▶ Passage to read:
Hi, this is Janet Lansbury, welcome to Unrefold. So today I have a couple of notes that I'm planning to respond to. One of them is quite detailed, and the other one is so short, you're probably going to wonder how I could possibly infer anything from it. But what both of these bring up for me is this idea that there really is a one-size-fits-all approach to dealing with our kids' behavior.

And that is, well, you've heard me say this before, but to meet them where they are. So we don't need to find a special resource for my child at a certain age, because they've gone past the toddler years. We don't need to get different tools to help us with a child who seems more sensitive than another child. And how we even decide that, I'm not sure, because everything is a range.

And even if our child is neuro-divergent, we can meet them where they are. There's a whole range of sensitivities. Yes, sometimes children that are neuro-divergent are much more easily overwhelmed. Sometimes they need us to help them in ways that aren't as hands-on that give them more space.

But what we want to do is tune in to our individual child. When we start imagining that there are lines of demarcation, now we treat a child this way, and this type of child, we treat this way, I believe it takes us off track. And it takes us into using techniques and tactics rather than engaging with our child in the way that they need us to, in the way that their behavior is showing they need us to. Every child is unique.

We wouldn't want to be classified as adults, as, oh, she's this kind of person that we're going to talk to her that way. But yet, we sometimes believe we need to do this with kids. And it can distract us and take us in directions that aren't truly helpful to us or to our child. It's really not that complicated what children need from us when they're behaving in these concerning ways.

That's a good thing, right? That's freeing for us. That makes our lives simpler. It's still going to be challenging because we're bringing in all of our stuff from our childhood, all of our personal experiences.

We're getting triggered by certain things that our children do. There may be children with personalities that just feel like they clash more with ours. And it is very challenging to connect with children from where they are, instead of from where we are as adults, which is a very different place in terms of our maturity, our ability to seed the whole picture, to put things in context, to be somewhat reasonable, even when we're struggling. Young children have a much harder time doing that, and they're less likely to.

So those challenges are enough, right? We don't also need the challenge of, well, wait, maybe my child's more like this, and I need to try this or now that they're this age. I need to talk to them this way. No.

In my experience, and what I believe is we can let all that fall by the wayside and just focus on how do I connect with this child? And children will show us what they need once we kind of understand the differences between them and us. And what difference between their stage of maturity and ours, and what children's behavior generally means. One thing across the board, we can say about children's behavior, when it's erratic, when it's aggressive or even violent, that they are struggling, that they're having a hard time, that they need help from us.

They need us to see that they can't be in these reasonable frames of mind that we want to put them in. We really want to, because that makes sense to us, right? So I'm going to explain what I mean by this through these two notes. And the first one is this detailed one.

The subject line is ruffled with our three-year-old. Hi, Janet. I'm seeking help with my three-year-old soon to be four in February. My daughter has always had strong emotions.

▶ Data section:
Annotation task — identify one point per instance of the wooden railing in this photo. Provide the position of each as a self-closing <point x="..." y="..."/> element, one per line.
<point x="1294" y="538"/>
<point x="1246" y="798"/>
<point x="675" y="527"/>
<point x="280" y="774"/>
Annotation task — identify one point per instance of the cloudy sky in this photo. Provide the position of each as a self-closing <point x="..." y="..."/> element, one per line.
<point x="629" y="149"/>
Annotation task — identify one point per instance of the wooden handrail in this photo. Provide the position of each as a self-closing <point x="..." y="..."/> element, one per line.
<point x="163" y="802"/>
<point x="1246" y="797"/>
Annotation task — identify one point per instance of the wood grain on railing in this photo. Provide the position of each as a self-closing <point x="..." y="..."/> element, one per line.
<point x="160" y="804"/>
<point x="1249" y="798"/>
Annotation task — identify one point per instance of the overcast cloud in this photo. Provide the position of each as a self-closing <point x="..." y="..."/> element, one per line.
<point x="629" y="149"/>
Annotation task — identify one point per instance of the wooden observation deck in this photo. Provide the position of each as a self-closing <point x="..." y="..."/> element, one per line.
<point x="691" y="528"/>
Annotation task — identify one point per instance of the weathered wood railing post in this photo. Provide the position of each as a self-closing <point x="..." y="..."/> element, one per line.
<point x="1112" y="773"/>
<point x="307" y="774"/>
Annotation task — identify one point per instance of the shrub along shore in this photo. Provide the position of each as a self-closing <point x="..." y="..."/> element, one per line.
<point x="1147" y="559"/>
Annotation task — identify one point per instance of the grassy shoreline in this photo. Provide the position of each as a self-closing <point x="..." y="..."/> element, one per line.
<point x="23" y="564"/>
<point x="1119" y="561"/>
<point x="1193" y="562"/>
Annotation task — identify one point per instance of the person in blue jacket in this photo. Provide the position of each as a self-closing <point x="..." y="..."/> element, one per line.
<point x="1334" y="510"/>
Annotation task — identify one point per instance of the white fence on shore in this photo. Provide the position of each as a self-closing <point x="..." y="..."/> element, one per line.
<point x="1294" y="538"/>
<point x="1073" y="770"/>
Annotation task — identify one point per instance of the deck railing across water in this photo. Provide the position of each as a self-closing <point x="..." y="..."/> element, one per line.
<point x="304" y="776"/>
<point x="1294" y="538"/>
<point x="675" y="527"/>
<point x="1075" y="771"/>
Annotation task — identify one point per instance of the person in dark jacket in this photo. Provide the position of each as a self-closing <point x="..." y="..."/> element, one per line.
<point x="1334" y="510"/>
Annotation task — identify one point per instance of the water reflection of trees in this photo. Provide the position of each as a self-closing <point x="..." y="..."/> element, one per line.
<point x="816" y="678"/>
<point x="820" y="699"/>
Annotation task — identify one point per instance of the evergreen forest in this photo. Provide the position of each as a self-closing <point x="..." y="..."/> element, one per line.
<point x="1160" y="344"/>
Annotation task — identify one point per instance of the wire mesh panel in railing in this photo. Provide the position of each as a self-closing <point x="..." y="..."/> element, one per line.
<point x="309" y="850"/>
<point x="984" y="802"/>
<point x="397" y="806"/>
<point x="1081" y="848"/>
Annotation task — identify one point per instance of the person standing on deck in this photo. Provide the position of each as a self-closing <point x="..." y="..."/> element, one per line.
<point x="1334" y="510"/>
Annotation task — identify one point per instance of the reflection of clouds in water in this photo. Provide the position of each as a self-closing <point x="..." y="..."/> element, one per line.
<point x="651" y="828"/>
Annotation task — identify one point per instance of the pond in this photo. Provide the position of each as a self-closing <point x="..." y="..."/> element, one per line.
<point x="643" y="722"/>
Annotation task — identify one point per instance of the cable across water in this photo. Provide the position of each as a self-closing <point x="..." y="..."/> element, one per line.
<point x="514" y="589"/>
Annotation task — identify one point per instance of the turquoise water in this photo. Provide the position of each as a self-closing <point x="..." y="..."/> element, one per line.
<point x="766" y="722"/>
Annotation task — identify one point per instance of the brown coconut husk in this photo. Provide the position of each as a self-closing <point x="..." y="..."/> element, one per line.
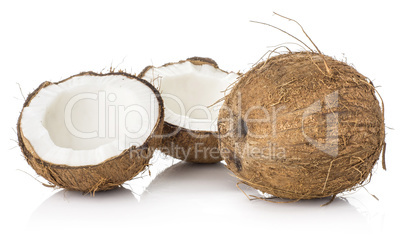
<point x="107" y="175"/>
<point x="189" y="145"/>
<point x="292" y="83"/>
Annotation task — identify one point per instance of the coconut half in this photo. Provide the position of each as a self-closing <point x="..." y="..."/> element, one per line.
<point x="191" y="90"/>
<point x="91" y="132"/>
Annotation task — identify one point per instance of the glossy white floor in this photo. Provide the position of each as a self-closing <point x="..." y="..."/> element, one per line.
<point x="188" y="205"/>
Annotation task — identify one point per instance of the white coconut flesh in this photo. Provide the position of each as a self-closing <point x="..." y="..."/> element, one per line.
<point x="89" y="119"/>
<point x="190" y="93"/>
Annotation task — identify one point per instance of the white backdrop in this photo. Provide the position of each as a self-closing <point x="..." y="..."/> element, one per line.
<point x="189" y="205"/>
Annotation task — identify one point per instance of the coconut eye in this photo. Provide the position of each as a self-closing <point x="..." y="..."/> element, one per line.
<point x="91" y="132"/>
<point x="242" y="128"/>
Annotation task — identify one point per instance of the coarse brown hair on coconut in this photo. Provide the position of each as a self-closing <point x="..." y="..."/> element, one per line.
<point x="305" y="88"/>
<point x="106" y="175"/>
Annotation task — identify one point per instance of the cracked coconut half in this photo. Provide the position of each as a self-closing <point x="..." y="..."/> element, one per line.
<point x="191" y="90"/>
<point x="91" y="132"/>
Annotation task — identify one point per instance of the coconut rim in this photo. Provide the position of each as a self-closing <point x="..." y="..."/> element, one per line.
<point x="26" y="145"/>
<point x="197" y="61"/>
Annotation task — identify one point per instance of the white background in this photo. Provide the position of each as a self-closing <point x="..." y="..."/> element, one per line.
<point x="190" y="205"/>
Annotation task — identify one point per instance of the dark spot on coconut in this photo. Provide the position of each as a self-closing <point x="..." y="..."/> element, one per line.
<point x="235" y="160"/>
<point x="243" y="128"/>
<point x="240" y="128"/>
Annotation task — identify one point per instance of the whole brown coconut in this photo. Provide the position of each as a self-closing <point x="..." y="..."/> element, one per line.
<point x="204" y="83"/>
<point x="107" y="174"/>
<point x="301" y="126"/>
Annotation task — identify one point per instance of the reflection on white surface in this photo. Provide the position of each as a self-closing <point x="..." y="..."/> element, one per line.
<point x="190" y="200"/>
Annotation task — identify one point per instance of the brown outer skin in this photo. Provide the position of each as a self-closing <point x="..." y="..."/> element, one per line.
<point x="91" y="178"/>
<point x="186" y="144"/>
<point x="293" y="168"/>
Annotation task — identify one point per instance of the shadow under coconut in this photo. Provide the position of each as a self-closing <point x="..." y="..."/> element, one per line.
<point x="66" y="209"/>
<point x="207" y="194"/>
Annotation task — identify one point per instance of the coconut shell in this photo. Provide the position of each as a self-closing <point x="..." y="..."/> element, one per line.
<point x="323" y="133"/>
<point x="91" y="178"/>
<point x="189" y="145"/>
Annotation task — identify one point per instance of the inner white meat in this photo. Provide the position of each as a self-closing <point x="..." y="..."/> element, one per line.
<point x="89" y="119"/>
<point x="191" y="92"/>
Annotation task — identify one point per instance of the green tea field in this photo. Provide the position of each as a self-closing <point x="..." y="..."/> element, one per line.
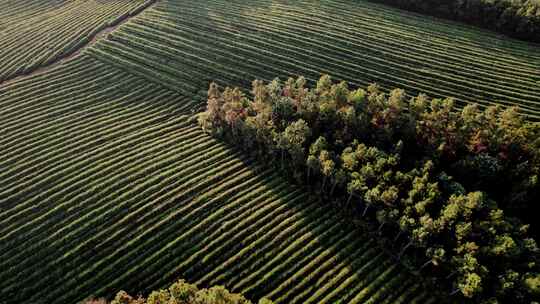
<point x="107" y="183"/>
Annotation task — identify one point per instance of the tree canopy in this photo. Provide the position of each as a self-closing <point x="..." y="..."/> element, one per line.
<point x="445" y="189"/>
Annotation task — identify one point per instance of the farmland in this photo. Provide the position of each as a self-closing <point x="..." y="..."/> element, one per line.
<point x="111" y="180"/>
<point x="185" y="44"/>
<point x="107" y="183"/>
<point x="35" y="34"/>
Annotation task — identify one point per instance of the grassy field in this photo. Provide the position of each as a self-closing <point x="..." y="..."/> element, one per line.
<point x="185" y="44"/>
<point x="34" y="34"/>
<point x="107" y="184"/>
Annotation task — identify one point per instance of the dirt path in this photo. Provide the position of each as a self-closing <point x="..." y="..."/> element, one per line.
<point x="95" y="37"/>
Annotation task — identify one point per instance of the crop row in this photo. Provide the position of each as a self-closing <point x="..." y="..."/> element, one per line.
<point x="108" y="185"/>
<point x="234" y="42"/>
<point x="55" y="31"/>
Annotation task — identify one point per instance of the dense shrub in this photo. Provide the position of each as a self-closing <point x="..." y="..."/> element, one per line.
<point x="182" y="293"/>
<point x="438" y="185"/>
<point x="515" y="18"/>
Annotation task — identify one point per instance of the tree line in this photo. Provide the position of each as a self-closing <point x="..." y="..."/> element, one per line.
<point x="443" y="189"/>
<point x="515" y="18"/>
<point x="182" y="292"/>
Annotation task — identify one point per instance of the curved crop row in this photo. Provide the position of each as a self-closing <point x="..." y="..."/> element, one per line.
<point x="195" y="42"/>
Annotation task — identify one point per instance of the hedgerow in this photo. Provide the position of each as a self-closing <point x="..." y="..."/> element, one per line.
<point x="443" y="188"/>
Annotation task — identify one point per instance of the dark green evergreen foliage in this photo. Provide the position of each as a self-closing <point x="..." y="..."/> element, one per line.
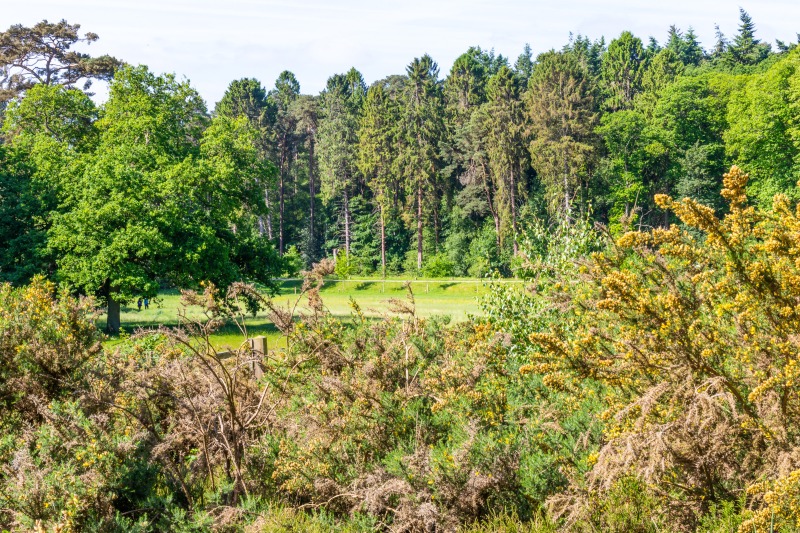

▶ Required actions:
**1)** Summarize the talk on children's behavior in two sentences.
**2)** Translate this sentence from the talk on children's behavior into Spanish: "It's really not that complicated what children need from us when they're behaving in these concerning ways."

▶ Task-by-task solutions:
**1)** Janet Lansbury argues that one approach fits all children: meeting them where they are and tuning in to the individual child, rather than seeking special tools for a certain age, sensitivity, or type of child. This is still challenging because adults bring in their own childhood experiences and get triggered, but erratic, aggressive, or violent behavior generally means a child is struggling and needs help.

**2)** Realmente no es tan complicado lo que los niños necesitan de nosotros cuando se comportan de estas maneras preocupantes.